- _WHAT YOU ARE ASKED TO DO_:
Across the material below, how many lines hold the word "banner"? Only the number should be given.

++++++++++++++++++++

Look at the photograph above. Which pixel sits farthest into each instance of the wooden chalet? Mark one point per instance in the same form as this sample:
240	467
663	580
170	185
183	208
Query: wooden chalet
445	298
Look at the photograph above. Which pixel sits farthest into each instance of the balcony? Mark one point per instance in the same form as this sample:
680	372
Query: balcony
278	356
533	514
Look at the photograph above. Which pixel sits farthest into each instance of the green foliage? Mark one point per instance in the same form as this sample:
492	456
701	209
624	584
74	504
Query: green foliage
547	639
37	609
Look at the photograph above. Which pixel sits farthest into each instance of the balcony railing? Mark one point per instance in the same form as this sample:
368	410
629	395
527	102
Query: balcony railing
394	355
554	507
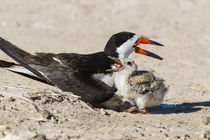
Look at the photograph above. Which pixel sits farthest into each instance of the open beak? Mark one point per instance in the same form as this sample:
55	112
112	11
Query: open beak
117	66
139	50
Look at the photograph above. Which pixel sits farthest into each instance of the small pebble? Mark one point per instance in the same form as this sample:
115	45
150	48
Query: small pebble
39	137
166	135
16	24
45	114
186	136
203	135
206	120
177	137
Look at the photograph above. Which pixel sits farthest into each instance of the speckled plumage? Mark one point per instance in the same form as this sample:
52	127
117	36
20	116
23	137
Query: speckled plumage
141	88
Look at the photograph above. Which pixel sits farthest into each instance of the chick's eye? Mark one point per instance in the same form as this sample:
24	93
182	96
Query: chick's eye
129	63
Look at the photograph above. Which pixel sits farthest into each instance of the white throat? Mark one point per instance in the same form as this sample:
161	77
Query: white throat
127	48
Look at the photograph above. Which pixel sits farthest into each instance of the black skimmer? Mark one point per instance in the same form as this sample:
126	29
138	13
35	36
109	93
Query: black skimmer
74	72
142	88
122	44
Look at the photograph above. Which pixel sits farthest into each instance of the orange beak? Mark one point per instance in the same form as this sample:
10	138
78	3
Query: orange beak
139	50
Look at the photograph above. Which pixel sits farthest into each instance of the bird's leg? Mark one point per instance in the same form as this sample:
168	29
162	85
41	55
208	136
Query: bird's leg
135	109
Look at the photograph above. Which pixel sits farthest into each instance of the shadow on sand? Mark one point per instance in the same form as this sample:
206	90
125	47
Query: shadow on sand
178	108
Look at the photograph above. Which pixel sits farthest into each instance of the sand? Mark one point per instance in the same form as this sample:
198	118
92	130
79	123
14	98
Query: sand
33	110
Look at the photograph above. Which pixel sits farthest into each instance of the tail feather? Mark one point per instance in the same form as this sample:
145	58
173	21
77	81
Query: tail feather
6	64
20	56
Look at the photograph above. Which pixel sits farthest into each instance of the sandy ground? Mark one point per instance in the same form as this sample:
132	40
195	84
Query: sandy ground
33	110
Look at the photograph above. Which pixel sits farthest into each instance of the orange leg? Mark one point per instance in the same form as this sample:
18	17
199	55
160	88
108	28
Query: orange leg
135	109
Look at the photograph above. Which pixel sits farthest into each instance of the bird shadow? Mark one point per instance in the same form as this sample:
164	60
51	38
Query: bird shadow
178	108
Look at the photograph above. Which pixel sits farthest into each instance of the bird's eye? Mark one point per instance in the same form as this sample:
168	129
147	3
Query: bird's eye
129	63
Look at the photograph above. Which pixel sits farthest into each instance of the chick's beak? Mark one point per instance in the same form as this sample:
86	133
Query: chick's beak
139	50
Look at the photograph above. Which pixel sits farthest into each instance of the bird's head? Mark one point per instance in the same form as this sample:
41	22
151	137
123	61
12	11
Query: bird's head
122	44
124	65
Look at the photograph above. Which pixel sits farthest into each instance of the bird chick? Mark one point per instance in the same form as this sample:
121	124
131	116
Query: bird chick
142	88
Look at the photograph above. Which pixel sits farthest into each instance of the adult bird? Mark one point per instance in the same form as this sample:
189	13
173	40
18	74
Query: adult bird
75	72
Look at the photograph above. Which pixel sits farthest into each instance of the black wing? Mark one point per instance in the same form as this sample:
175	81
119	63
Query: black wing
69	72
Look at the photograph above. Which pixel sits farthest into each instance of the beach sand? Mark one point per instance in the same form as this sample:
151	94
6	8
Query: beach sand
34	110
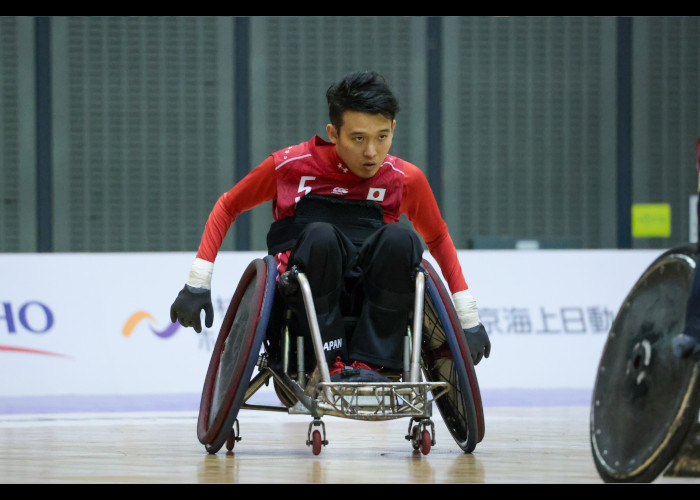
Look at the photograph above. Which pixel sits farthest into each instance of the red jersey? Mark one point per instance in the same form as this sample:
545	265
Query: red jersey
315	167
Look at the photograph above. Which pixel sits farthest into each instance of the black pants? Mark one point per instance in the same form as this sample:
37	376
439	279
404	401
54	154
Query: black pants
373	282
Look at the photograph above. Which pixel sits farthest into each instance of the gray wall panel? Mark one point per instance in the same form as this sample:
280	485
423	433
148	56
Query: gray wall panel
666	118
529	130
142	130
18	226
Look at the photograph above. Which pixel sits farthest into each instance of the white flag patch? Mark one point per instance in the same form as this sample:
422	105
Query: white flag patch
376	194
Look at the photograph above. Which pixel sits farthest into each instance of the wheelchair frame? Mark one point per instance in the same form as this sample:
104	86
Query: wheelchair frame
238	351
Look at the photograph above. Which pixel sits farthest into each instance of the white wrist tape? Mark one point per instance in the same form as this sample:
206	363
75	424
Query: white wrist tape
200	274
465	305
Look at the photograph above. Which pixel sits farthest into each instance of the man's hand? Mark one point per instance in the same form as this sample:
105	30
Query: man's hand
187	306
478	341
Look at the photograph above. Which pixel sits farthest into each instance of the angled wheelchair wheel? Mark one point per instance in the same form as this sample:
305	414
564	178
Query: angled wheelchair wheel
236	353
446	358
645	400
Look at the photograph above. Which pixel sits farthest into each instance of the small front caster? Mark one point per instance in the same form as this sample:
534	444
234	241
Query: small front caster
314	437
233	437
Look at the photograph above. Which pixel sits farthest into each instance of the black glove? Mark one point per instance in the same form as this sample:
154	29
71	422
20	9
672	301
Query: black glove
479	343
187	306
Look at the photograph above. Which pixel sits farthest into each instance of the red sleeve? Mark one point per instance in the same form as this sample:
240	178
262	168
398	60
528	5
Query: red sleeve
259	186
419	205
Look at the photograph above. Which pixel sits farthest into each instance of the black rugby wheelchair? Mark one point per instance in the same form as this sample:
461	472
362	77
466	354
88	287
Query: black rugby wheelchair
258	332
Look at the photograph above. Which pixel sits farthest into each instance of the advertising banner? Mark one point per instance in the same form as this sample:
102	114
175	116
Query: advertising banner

++++++++++++++++++++

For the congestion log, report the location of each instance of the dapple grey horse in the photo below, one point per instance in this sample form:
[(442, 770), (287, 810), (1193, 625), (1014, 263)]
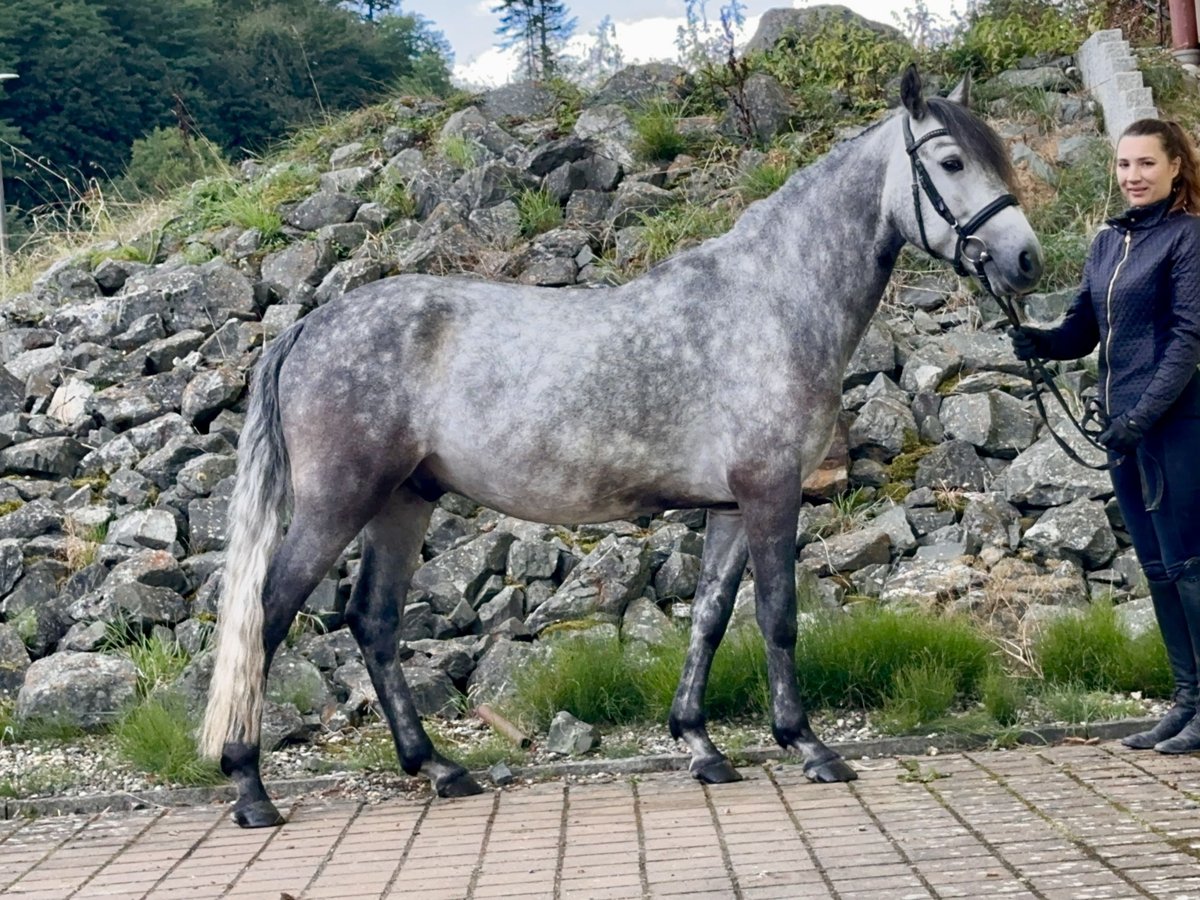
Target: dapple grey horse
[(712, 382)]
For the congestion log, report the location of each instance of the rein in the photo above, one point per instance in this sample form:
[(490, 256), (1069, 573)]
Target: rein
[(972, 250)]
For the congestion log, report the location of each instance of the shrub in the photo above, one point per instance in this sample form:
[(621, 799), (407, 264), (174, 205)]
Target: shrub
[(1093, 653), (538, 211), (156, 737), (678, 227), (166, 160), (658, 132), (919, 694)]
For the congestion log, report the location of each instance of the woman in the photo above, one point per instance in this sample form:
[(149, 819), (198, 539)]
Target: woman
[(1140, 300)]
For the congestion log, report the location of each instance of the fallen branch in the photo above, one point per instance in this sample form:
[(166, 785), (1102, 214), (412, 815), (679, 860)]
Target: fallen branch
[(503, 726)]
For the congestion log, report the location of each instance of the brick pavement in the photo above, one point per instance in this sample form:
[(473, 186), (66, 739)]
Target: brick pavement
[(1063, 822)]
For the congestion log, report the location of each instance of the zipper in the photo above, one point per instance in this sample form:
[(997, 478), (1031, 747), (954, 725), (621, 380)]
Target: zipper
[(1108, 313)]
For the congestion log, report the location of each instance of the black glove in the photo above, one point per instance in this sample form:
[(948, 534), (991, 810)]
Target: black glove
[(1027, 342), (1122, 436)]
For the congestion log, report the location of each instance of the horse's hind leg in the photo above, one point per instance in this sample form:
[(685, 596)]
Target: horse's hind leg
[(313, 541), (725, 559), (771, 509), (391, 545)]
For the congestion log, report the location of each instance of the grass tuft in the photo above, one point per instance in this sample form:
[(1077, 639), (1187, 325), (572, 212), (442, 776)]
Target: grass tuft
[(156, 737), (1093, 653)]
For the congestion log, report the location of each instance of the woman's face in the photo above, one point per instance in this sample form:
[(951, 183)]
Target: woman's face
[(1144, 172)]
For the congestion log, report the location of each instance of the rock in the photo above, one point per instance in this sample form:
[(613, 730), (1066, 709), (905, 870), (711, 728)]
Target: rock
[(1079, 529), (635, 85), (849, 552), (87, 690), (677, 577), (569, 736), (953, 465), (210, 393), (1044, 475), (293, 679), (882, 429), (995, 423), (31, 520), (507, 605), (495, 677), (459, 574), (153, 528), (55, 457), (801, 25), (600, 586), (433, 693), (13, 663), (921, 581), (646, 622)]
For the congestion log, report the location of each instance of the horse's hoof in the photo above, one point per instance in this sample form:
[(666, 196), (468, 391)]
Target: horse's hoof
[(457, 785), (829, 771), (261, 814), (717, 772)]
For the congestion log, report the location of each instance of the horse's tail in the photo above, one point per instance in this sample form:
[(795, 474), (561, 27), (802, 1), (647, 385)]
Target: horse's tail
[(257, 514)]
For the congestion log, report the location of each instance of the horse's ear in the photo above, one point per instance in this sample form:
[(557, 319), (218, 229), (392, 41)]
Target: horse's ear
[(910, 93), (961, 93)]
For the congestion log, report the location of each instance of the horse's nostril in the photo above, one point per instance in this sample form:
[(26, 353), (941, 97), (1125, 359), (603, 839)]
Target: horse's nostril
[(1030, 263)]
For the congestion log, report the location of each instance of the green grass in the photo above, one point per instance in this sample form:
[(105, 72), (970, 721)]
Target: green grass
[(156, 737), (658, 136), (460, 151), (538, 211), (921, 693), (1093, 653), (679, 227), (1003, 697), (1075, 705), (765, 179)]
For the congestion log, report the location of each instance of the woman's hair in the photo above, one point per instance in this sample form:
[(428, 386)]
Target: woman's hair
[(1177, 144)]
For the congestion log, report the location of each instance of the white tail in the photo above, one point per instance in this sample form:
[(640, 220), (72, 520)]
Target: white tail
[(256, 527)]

++++++++++++++++++++

- _YOUR SOLUTION_:
2